**Your objective**
Your task is to repeat each record verbatim, exactly as it was written.

*** Records to process ***

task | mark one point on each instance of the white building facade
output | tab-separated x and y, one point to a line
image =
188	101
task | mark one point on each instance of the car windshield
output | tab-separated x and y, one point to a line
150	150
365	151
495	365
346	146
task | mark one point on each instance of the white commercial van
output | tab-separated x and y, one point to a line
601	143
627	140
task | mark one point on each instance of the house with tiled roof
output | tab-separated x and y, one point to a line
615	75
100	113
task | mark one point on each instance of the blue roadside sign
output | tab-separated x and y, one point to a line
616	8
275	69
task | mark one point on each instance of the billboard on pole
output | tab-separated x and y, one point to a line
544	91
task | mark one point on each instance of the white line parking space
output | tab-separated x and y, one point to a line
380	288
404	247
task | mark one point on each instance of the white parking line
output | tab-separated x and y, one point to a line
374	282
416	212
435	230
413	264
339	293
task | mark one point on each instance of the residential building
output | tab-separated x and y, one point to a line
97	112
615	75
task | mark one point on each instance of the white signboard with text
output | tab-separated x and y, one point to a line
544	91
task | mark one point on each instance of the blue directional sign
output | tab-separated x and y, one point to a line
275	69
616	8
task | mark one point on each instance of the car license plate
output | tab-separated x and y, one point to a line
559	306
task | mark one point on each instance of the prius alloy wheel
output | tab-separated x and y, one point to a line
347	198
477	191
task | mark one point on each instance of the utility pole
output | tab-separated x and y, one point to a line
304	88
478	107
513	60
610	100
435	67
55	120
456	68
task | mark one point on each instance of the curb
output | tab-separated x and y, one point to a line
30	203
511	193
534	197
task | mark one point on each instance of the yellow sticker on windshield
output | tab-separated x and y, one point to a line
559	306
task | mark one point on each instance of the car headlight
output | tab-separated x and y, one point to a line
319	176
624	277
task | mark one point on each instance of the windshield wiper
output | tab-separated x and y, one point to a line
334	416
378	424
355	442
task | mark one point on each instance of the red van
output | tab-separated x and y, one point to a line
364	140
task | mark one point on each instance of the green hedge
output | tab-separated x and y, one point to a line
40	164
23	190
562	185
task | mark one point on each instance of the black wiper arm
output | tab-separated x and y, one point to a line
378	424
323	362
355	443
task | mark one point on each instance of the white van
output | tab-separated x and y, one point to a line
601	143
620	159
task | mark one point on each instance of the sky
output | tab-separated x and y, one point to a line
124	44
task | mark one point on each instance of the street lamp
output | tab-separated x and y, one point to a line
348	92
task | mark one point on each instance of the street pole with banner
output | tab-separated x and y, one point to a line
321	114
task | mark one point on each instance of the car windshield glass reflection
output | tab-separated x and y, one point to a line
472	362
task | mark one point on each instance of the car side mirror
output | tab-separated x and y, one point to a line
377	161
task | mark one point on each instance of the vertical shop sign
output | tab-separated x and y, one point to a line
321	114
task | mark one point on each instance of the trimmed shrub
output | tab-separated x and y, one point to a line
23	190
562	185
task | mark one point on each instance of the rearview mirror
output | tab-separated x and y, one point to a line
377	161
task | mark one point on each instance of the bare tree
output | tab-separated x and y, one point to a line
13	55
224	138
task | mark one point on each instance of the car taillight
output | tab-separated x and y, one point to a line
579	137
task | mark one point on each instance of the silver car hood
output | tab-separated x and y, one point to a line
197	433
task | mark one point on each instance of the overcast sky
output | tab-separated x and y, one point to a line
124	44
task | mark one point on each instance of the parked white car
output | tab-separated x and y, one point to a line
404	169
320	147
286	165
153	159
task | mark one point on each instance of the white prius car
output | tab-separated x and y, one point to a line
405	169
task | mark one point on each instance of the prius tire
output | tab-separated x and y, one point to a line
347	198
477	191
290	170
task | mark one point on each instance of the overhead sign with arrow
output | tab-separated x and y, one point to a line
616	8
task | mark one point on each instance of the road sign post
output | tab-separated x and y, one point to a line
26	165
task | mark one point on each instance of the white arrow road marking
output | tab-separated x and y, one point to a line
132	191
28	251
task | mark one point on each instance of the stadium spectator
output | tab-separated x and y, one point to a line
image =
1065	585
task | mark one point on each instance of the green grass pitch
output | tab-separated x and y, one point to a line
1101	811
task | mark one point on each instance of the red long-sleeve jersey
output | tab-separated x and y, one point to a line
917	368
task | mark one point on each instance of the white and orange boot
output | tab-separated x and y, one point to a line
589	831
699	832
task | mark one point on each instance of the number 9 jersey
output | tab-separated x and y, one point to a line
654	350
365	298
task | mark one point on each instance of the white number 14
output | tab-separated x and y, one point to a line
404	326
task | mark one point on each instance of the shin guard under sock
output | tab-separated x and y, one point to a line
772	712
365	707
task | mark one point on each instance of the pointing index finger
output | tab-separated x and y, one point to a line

*** End of Records to process ***

**Task answer**
task | mark one point on each instance of the white building facade
output | tab-separated x and y, one point to a line
image =
188	101
task | mark one point on each instance of the car windshield
output | tab-separated x and y, one point to a line
150	150
365	151
495	365
346	146
task | mark one point on each instance of the white commercial van
output | tab-separated x and y, one point to a line
601	143
627	140
task | mark one point on each instance of the house with tiled roof
output | tab-separated x and y, one point to a line
615	75
100	113
task | mark one point on each instance of the blue roadside sign
output | tab-separated x and y, one point to a line
616	8
275	69
task | mark one point on each instance of the billboard on pole
output | tab-separated x and y, one point to a line
544	91
task | mark one point on each instance of the white line parking space
output | tab-separated x and y, one point to a line
380	288
404	247
task | mark one point on each instance of the white parking line
output | tab-separated x and y, one point to a line
374	282
416	212
435	230
413	264
339	293
task | mark one point on each instance of the residential building
output | tab-separated x and y, one point to a line
97	112
615	75
task | mark one point on each instance of the white signboard with text
output | tab-separated x and y, one point to a line
544	91
task | mark one point on each instance of the blue directional sign
output | tab-separated x and y, one point to a line
275	69
616	8
task | mark one point on each instance of the car license plate
output | tab-separated x and y, one point to a line
559	306
task | mark one point on each instance of the prius alloy wheel
output | tab-separated x and y, one point to a line
347	198
477	191
task | mark one point on each instance of the utility pole
output | tab-separated x and y, one point to a line
304	88
478	107
513	60
610	100
435	67
55	120
456	68
task | mark one point on each instance of the curb
output | tab-separated x and y, one point to a line
30	203
511	193
534	197
task | mark one point on each instance of the yellow sticker on windshield
output | tab-separated x and y, one point to a line
559	306
task | mark one point on each instance of the car headlight
output | tab-separated x and y, one point to a line
319	176
624	277
task | mark one point on each instance of the windshield wiper
output | tab-separated x and y, one point to a line
334	416
378	424
355	442
task | mark one point on each instance of the red van
output | tab-separated x and y, one point to a line
364	140
task | mark one point on each instance of the green hedge
output | tab-separated x and y, one point to a line
40	164
23	190
562	185
task | mark one point on each instance of the black wiper arm
output | tab-separated x and y, one point to a line
378	424
323	362
355	443
task | mark one point on each instance of the white van
output | tab-separated x and y, one point to a line
601	143
620	159
task | mark one point on each instance of the sky
output | tab-separated x and y, one point to a line
124	44
task | mark one point on each instance of the street lamp
output | tab-separated x and y, one point to a line
348	92
task | mark one point on each instance of the street pole with banner
output | tab-separated x and y, one point to a line
321	114
task | mark one point on each instance of the car windshield glass reflection
output | tab-separated x and y, one point to a line
472	362
task | mark one point on each instance of the car side mirror
output | tab-separated x and y, one point to a line
377	161
task | mark one point on each instance of the vertical shop sign
output | tab-separated x and y, one point to a line
321	114
task | mark one point on each instance of the trimmed shrub
output | tab-separated x and y, one point to a line
23	190
562	185
task | mark one point on each instance of the rearview mirror
output | tab-separated x and y, one point to a line
377	161
task | mark one point on each instance of the bare tree
output | tab-separated x and y, one point to a line
13	55
224	138
task | mark one point on each instance of the car taillight
output | tab-separated x and y, one point to a line
579	137
task | mark one point on each instance of the silver car hood
output | tab-separated x and y, one point to a line
197	433
task | mark one point on each instance of the overcast sky
output | tab-separated x and y, one point to a line
124	44
task | mark one point on each instance of the parked white car
output | tab-separated x and y, one point to a line
404	169
320	147
286	165
153	159
task | mark one point on each instance of the white prius car
output | tab-separated x and y, one point to a line
405	169
task | mark one point on each instance of the prius tire
output | tab-separated x and y, one point to a line
347	198
477	191
290	170
task | mark one point on each instance of the overhead sign with arrow
output | tab-separated x and y, one point to a line
616	8
task | mark one point on each instance of the road sign post
output | tab-separated x and y, one point to a line
26	165
task | mark one point on each instance of the white arrow road marking
output | tab-separated x and y, one point to a line
132	191
28	251
task | mark one point on each instance of the stadium spectator
output | tab-separated x and y, one point to a line
image =
1065	585
task | mark one point on each instance of the green grass pitch
output | tab-separated x and y, one point to a line
1101	811
task | mark one point on each instance of the red long-sleeve jersey
output | tab-separated x and y, one point to a line
917	368
task | mark one point on each instance of the white and orange boot
output | tab-separated x and y, one point to a line
589	831
699	832
task | mark one point on each instance of the number 9 jersey
output | tab-separated x and y, one point to a line
654	350
365	298
task | mark one point on each instance of the white number 14
output | tab-separated x and y, one point to a line
404	326
task | mark one point on each instance of the shin guard under sock
output | tab-separated x and y, one point to a line
772	712
365	707
task | mark one point on each instance of the pointing index finger
output | tab-separated x and y, one point to a line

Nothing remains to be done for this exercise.